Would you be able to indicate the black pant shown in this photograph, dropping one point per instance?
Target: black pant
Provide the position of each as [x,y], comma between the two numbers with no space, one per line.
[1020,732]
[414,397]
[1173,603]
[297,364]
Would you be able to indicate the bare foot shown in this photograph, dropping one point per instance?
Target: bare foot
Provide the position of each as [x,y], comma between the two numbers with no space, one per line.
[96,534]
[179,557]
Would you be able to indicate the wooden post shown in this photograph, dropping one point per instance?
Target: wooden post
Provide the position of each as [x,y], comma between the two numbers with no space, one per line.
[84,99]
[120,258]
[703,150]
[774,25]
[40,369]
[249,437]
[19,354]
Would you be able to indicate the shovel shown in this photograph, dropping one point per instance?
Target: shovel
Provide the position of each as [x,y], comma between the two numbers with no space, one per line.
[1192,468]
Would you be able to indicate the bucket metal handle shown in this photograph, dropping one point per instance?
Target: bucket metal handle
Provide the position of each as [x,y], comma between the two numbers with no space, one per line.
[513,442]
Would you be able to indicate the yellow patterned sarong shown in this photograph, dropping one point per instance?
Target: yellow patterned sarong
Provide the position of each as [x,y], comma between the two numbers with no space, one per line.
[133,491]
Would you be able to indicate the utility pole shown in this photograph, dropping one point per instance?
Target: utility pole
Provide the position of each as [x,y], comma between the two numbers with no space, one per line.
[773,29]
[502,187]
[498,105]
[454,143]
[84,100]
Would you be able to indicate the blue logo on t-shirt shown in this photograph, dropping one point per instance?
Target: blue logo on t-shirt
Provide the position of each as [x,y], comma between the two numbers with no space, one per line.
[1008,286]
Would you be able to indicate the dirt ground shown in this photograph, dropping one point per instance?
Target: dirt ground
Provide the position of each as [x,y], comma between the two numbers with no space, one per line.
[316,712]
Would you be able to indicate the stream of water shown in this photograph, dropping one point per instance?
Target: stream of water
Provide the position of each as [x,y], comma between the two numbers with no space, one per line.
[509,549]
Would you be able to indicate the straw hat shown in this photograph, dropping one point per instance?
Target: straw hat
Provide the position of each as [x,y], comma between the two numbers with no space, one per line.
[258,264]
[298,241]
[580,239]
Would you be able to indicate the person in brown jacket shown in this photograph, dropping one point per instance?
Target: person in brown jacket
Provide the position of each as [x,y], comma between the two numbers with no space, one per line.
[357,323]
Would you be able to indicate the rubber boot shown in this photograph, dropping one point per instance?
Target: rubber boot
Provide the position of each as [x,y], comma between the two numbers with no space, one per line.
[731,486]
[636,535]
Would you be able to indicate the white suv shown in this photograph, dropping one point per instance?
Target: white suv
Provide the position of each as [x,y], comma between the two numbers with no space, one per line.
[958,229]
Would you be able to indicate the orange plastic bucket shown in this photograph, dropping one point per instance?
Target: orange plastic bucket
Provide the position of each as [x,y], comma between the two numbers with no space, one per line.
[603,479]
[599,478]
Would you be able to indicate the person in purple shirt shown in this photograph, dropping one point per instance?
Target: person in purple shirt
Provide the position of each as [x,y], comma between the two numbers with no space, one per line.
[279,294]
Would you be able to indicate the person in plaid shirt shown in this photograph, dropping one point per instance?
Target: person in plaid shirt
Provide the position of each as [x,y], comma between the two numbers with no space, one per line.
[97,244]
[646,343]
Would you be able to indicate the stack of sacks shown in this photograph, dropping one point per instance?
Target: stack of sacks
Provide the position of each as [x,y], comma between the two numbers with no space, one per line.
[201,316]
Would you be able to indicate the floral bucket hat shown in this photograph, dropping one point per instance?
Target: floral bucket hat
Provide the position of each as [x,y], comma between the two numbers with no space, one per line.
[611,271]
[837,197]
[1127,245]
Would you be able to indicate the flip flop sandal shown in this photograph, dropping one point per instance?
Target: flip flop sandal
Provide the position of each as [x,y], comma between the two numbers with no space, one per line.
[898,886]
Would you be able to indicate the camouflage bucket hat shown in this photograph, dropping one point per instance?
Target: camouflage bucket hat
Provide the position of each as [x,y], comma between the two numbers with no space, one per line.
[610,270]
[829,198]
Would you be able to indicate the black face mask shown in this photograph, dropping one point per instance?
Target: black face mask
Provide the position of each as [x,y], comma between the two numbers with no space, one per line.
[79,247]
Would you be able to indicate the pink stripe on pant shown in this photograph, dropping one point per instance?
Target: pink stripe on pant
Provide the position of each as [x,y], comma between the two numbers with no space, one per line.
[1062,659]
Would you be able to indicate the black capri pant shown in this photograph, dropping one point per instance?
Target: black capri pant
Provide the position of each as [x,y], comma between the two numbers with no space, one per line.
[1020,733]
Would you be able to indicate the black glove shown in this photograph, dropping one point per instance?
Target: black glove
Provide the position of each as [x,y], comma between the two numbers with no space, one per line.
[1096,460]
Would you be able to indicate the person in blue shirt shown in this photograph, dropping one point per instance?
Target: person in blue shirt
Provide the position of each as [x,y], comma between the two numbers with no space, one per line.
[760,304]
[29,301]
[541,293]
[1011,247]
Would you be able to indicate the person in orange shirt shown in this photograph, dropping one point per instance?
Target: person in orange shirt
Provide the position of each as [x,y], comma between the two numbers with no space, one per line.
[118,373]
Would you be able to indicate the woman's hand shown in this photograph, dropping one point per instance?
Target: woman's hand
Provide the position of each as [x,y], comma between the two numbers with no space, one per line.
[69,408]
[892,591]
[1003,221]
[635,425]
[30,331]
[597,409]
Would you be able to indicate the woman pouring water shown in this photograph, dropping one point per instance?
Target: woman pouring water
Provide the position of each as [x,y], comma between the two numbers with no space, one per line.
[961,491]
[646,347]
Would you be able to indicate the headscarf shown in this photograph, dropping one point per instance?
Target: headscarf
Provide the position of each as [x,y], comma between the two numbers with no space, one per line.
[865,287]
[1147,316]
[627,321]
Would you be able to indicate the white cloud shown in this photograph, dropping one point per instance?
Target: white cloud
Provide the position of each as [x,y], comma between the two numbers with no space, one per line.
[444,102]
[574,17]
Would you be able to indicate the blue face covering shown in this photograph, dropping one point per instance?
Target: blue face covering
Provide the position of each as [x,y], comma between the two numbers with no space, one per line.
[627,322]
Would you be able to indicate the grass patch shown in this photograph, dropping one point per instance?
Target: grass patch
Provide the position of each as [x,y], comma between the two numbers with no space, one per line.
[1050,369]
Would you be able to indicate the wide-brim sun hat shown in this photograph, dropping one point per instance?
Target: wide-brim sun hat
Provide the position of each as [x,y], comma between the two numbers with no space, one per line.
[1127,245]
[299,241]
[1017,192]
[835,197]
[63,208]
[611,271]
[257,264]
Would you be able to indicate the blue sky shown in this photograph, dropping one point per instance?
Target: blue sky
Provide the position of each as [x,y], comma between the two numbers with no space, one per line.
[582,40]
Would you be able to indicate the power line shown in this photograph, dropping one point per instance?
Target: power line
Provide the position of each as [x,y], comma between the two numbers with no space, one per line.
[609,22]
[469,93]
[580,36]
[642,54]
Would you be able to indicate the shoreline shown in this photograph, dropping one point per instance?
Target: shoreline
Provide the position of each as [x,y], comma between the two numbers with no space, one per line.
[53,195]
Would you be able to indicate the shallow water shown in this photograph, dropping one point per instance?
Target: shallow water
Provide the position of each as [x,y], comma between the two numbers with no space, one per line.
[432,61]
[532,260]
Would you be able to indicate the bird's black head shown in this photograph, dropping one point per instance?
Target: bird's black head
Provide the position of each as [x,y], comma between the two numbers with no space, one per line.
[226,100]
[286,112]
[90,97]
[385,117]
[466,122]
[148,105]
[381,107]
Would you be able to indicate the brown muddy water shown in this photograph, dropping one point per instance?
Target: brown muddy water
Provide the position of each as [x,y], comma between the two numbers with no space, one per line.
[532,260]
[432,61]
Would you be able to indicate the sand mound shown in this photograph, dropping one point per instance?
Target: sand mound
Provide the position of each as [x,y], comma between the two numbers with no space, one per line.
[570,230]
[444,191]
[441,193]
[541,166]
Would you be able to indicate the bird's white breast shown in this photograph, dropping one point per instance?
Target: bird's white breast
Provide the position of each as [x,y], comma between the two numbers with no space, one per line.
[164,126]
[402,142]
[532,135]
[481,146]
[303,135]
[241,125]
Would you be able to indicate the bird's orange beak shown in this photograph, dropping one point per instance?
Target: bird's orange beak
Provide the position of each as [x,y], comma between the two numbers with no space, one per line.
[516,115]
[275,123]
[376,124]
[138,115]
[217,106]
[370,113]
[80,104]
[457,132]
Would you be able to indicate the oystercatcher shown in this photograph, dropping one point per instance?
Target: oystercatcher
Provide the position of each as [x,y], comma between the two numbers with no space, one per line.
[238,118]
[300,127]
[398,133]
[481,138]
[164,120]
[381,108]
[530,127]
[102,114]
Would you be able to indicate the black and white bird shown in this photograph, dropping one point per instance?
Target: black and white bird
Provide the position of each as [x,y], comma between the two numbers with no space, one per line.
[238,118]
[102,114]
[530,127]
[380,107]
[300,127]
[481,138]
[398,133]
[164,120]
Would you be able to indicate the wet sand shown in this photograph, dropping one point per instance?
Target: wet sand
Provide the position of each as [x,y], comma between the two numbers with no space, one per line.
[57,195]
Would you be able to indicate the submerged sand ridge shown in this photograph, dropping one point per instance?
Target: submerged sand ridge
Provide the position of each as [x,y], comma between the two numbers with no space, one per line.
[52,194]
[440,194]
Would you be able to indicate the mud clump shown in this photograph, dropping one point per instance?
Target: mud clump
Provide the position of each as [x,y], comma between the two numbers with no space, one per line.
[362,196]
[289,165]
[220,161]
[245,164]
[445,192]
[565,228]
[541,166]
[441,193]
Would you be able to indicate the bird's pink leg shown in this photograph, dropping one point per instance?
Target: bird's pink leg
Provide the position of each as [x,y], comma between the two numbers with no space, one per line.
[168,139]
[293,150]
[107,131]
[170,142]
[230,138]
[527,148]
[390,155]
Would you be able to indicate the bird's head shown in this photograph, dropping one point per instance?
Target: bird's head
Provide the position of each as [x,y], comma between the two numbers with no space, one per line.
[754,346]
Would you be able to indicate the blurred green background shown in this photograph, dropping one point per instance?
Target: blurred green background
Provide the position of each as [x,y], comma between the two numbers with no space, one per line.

====

## PROBLEM REQUIREMENTS
Output the lines from the line containing "Would you be able to indicate the wet" to the end, both included; add nothing.

## EXERCISE RESPONSE
Would you be able to indicate the wet sand shown in this photograph, dropping one point per instance?
Target: wet sand
Provide the position of each as [x,y], comma between the two numbers with no space, one per line.
[57,195]
Would you be able to indicate the submerged sand ridge shown in this photograph, dropping one point per instance?
Target: submerged sand ridge
Provide the position of each as [x,y], comma between the two numbers with no space, one per line.
[52,194]
[440,194]
Would you be able to indicate the mud clump shown in this photograph, dropping one point per instance?
Target: mud clump
Provide the position of each as [x,y], comma between the two numbers with no space, one per line.
[362,196]
[289,165]
[220,161]
[245,164]
[445,192]
[565,228]
[541,166]
[441,193]
Would you be able to indicate the bird's pink leg shown in this photograph, dropping one point per instance?
Target: bird's pink leg
Provide the position of each as [x,y], comma between the two numbers with no space, one per line.
[168,139]
[293,150]
[107,131]
[170,142]
[230,138]
[527,148]
[390,155]
Would you be able to indicate the bird's head shown in this photograph, dropping one point per instance?
Target: bird's head
Provide the position of each as [x,y], comma between the two numbers with no space, one per line.
[754,346]
Would you be able to indicate the blurred green background shown in this photograph, dropping one point per instance?
Target: blurred green background
Provide the position of each as [x,y], comma between the two numbers with no space, one per line.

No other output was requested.